Data entries

· · · · ·

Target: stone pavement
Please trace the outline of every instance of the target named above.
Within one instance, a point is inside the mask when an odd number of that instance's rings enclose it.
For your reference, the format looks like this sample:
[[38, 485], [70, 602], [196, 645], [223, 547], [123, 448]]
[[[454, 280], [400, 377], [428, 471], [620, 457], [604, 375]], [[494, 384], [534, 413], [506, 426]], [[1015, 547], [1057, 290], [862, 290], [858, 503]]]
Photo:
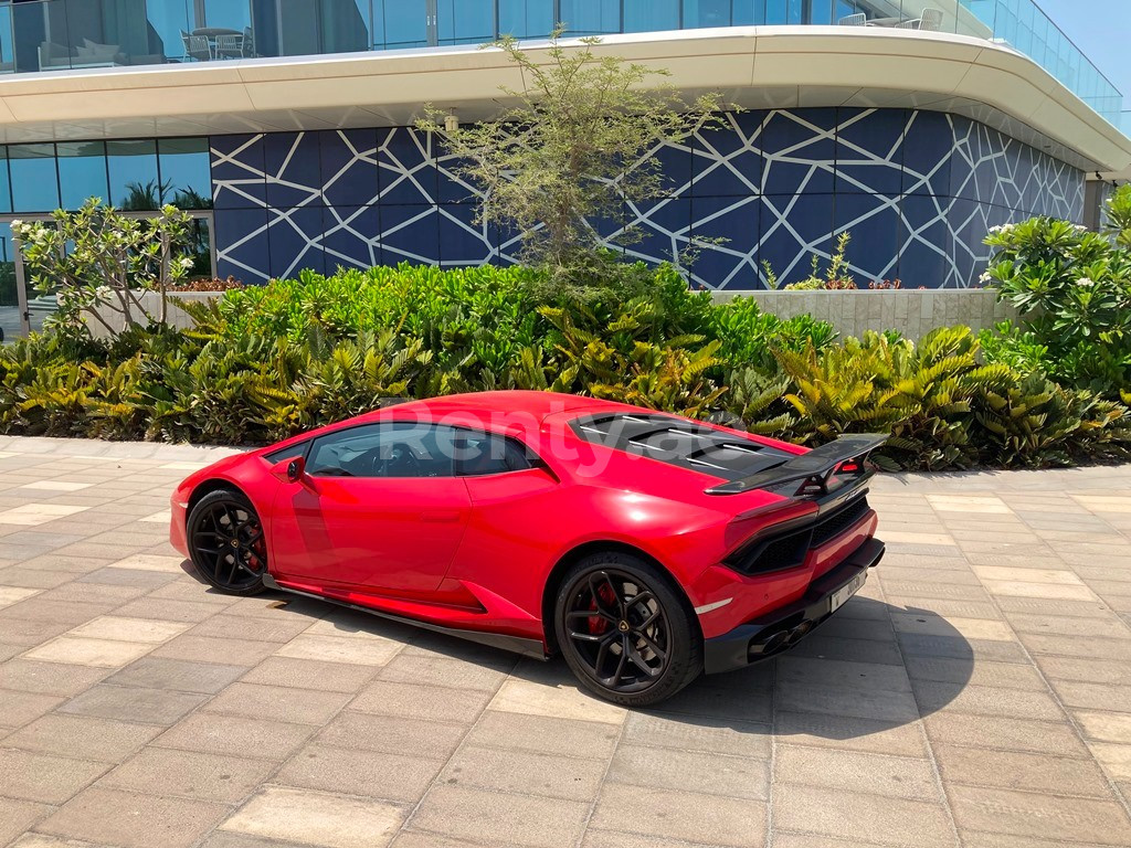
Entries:
[[661, 711], [165, 542], [218, 452], [0, 439], [0, 845], [1131, 846], [1131, 469], [887, 477], [889, 554]]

· · · · ·

#### Aim of the task
Render every line of the records above as a numbered list, omitting blank lines and leaving out the pictures.

#### Task result
1. Target: stone pavement
2. Please trace the outline of every instance of the target named above.
3. Within one instance, a point is inside the mask when an odd number of that instance's rings enclose it.
4. For your reference, the format looks like this sample:
5. [[38, 485], [70, 602], [196, 645], [223, 547], [123, 448]]
6. [[[454, 280], [400, 377], [428, 471], [620, 457], [604, 375]], [[494, 384], [534, 413], [506, 426]], [[1015, 547], [1057, 290], [862, 290], [858, 503]]]
7. Photo:
8. Entries:
9. [[661, 711], [165, 542], [218, 452], [0, 439], [0, 845], [1131, 846], [1131, 469], [887, 477], [889, 554]]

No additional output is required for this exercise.